EXERCISE PROMPT: Copy the stretch from the line containing "Sample: x=316, y=91." through the line containing "x=288, y=203", replacing "brown terrain" with "reddish terrain" and changing nothing else.

Pointing and labeling entries:

┄┄┄┄┄┄

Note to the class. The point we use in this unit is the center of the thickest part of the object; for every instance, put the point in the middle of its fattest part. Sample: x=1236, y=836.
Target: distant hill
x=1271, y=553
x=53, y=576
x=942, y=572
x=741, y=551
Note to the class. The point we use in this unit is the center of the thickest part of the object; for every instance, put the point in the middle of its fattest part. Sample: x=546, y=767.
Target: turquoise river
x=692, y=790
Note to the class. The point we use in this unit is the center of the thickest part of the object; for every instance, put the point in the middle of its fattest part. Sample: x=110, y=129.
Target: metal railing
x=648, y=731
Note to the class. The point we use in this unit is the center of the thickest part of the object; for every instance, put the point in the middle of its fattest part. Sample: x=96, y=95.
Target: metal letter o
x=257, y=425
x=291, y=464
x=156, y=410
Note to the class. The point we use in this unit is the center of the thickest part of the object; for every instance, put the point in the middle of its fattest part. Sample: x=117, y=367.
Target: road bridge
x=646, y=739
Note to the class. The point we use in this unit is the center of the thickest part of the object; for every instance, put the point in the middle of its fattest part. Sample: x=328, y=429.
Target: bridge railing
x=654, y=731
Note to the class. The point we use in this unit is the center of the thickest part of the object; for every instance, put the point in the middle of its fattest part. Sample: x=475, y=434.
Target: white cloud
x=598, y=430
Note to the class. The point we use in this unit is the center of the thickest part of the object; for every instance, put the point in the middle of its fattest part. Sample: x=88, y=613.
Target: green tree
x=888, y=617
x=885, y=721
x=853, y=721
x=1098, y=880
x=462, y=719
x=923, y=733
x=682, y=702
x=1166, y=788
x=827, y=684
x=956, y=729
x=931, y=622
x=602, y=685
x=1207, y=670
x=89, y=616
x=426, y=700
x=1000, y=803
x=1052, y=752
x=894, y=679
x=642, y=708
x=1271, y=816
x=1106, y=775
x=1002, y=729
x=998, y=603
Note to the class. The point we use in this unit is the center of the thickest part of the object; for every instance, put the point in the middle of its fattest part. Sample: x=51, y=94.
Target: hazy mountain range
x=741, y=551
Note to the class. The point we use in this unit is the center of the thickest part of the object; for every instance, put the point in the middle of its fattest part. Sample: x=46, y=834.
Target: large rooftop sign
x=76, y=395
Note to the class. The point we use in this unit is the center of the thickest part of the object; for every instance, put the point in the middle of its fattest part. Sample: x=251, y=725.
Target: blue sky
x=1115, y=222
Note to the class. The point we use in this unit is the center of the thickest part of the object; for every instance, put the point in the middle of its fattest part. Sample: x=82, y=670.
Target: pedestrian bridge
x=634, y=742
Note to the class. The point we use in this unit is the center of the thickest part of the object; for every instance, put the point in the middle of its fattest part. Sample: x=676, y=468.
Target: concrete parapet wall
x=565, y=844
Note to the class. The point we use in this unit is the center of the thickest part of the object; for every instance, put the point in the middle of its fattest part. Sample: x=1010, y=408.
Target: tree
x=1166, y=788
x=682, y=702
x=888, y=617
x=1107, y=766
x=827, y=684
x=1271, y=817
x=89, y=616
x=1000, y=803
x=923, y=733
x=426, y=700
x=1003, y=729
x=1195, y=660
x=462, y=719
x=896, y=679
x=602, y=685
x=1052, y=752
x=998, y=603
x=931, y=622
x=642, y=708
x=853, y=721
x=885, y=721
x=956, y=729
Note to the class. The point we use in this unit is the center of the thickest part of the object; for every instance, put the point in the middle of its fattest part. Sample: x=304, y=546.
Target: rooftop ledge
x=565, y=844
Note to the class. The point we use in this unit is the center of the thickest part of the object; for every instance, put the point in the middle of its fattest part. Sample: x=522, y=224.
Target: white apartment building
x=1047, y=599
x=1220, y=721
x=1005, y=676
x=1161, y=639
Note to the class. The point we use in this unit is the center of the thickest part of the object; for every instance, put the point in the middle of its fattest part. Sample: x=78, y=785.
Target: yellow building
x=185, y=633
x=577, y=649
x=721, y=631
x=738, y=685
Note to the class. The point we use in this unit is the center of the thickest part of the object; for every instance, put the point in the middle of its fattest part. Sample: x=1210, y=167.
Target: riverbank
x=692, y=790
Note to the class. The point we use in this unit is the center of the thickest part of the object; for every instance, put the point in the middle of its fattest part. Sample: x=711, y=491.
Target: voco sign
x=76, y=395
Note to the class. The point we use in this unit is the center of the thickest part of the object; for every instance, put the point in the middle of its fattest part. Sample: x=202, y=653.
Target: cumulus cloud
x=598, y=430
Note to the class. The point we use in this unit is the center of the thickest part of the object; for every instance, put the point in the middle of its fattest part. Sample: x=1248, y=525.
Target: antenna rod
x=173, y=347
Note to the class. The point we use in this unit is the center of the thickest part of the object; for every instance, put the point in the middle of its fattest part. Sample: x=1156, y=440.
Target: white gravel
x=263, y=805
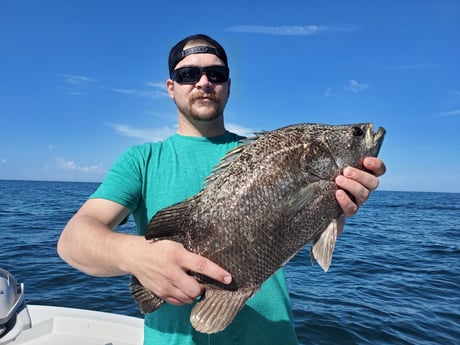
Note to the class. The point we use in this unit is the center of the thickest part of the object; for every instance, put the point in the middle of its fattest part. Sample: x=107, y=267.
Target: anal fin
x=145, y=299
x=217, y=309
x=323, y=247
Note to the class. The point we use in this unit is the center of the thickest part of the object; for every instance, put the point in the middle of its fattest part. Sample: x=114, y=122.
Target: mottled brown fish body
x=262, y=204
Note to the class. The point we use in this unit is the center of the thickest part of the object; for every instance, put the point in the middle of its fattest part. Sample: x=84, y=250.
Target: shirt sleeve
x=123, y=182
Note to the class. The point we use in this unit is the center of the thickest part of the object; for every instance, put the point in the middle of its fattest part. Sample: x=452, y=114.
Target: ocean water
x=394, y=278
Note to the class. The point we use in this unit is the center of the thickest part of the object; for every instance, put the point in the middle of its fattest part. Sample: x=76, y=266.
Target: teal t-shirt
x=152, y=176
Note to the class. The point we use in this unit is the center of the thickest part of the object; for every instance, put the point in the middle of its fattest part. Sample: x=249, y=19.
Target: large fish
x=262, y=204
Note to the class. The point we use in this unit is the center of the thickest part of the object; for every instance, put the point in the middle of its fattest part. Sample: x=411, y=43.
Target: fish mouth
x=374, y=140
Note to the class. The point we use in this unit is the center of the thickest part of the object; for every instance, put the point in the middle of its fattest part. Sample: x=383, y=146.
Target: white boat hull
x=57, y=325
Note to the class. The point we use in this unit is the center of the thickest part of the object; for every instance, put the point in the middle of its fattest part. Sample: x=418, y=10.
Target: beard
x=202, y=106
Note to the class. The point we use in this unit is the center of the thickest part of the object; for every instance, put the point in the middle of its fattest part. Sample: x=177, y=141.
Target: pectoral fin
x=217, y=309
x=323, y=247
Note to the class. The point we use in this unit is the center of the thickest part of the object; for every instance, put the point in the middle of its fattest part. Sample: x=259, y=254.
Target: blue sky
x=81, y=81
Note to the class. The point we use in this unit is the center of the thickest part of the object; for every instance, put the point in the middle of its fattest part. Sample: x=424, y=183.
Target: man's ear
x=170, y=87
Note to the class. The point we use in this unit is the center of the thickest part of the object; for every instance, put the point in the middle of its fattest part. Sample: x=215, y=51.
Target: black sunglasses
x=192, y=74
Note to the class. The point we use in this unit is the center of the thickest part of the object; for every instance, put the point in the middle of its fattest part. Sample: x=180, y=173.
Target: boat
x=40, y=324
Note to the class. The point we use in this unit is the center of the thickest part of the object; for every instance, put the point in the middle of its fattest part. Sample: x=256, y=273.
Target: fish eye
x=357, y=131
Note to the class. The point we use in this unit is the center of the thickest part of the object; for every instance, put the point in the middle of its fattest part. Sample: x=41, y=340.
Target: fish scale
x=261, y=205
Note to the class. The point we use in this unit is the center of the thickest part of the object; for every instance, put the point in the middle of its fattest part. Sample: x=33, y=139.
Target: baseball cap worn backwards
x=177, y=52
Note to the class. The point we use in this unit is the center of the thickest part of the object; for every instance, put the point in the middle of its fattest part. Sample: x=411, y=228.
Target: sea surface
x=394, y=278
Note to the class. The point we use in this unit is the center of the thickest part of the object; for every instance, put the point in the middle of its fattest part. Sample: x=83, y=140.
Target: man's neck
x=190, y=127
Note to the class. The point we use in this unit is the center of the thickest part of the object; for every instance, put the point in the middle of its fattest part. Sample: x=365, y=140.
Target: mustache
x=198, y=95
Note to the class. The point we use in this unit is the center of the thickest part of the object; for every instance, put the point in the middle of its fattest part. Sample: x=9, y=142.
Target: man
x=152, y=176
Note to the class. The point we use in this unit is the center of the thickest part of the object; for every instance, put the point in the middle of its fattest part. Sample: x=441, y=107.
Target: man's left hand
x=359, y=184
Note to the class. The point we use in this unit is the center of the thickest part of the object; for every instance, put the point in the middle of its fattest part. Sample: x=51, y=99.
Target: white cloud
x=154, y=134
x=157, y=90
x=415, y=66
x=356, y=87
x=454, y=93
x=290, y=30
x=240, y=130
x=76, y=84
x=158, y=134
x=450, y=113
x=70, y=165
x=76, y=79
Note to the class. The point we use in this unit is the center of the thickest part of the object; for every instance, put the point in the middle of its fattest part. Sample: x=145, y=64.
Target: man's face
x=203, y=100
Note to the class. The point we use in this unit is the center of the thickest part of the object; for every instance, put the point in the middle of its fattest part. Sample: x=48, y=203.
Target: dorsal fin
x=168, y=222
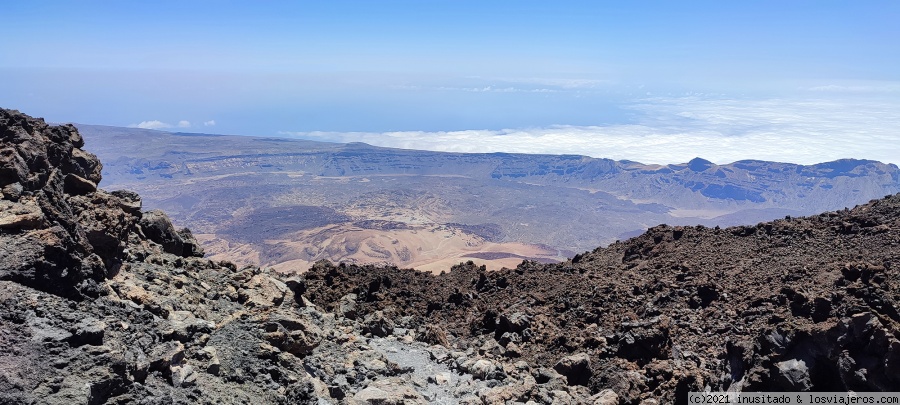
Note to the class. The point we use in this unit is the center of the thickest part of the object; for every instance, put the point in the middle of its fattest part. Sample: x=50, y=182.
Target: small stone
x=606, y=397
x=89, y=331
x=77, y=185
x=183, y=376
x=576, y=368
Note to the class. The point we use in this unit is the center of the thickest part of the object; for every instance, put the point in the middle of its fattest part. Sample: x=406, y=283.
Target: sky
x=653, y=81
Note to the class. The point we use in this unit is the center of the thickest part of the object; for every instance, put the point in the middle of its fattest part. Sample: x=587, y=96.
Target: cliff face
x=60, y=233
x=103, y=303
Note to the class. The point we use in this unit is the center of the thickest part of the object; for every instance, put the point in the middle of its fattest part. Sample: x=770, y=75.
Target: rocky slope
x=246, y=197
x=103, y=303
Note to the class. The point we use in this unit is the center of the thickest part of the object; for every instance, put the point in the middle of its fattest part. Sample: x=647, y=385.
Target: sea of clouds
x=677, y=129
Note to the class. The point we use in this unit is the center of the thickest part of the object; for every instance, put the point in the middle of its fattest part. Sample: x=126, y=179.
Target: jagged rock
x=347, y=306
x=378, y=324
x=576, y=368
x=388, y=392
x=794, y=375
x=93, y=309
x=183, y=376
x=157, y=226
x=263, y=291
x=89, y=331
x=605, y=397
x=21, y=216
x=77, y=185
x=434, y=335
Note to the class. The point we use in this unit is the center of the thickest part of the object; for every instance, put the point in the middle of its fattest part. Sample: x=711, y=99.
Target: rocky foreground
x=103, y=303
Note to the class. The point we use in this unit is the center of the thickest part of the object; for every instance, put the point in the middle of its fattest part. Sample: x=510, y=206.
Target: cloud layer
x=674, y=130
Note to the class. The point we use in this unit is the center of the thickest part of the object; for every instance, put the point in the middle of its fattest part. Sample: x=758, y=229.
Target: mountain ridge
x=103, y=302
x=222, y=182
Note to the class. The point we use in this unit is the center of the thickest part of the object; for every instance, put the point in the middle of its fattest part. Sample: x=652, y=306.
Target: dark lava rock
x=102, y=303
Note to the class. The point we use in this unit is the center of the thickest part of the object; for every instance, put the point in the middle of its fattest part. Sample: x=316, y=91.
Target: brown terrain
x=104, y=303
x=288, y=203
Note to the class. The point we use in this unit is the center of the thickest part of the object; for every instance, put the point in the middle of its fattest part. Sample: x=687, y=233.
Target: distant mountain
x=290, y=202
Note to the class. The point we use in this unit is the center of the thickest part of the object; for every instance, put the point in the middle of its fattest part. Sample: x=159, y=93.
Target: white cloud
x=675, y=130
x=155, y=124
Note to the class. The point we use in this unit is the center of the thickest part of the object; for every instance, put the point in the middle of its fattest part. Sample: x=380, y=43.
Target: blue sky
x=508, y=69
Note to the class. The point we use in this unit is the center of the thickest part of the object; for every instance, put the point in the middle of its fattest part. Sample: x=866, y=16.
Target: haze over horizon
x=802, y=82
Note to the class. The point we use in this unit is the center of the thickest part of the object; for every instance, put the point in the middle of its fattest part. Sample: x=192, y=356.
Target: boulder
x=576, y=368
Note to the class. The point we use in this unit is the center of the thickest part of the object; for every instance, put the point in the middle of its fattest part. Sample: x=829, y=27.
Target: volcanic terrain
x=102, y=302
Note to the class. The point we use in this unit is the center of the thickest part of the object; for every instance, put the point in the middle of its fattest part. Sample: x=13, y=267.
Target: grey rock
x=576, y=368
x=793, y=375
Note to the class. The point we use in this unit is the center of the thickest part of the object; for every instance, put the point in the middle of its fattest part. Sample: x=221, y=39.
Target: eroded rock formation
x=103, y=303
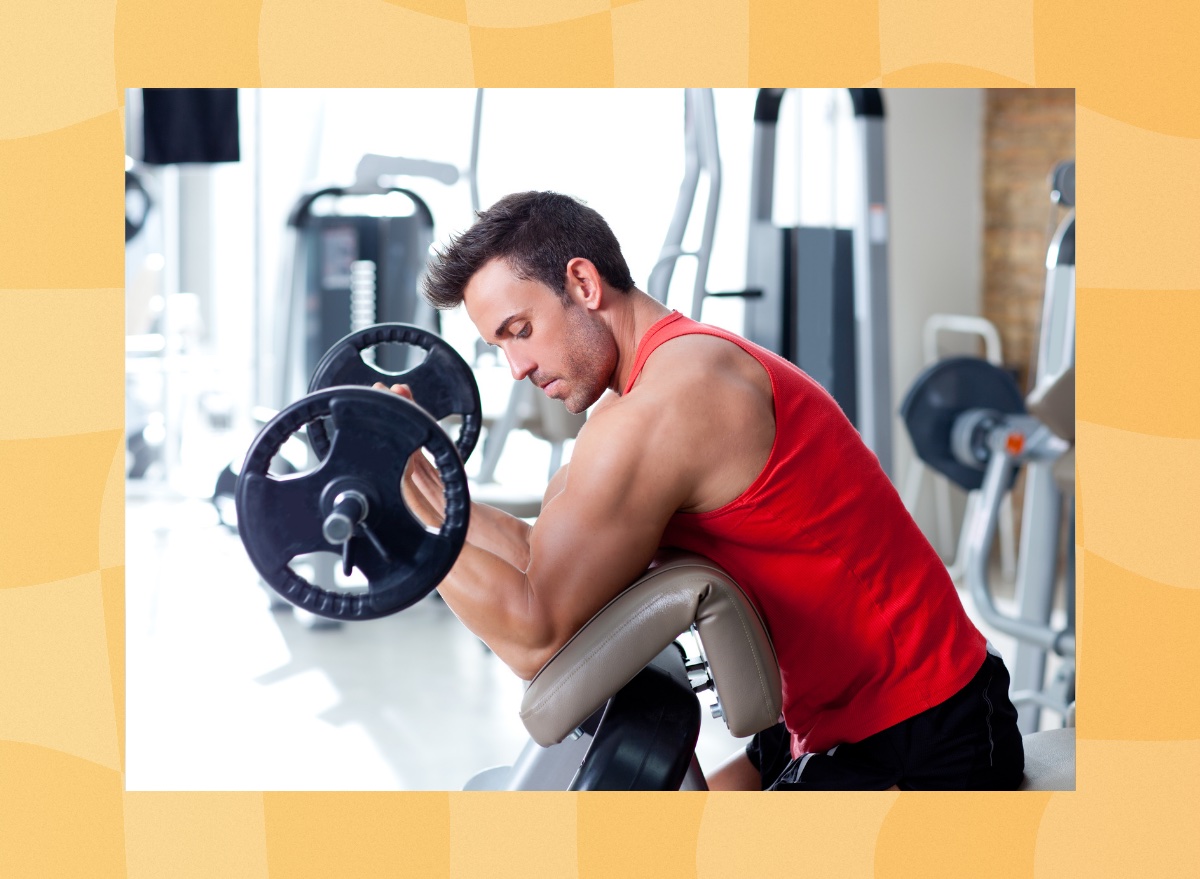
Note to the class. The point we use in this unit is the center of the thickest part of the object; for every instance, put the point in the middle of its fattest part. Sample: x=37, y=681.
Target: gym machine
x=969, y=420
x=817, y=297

┄┄┄┄┄┄

CORRECT RESPONSE:
Note to the class. The point we use in this unit is the center of the thickest part of the object; for every instance, put the point in the middle of its fattest part. Sample: x=316, y=91.
Target: reddish terrain
x=104, y=303
x=288, y=203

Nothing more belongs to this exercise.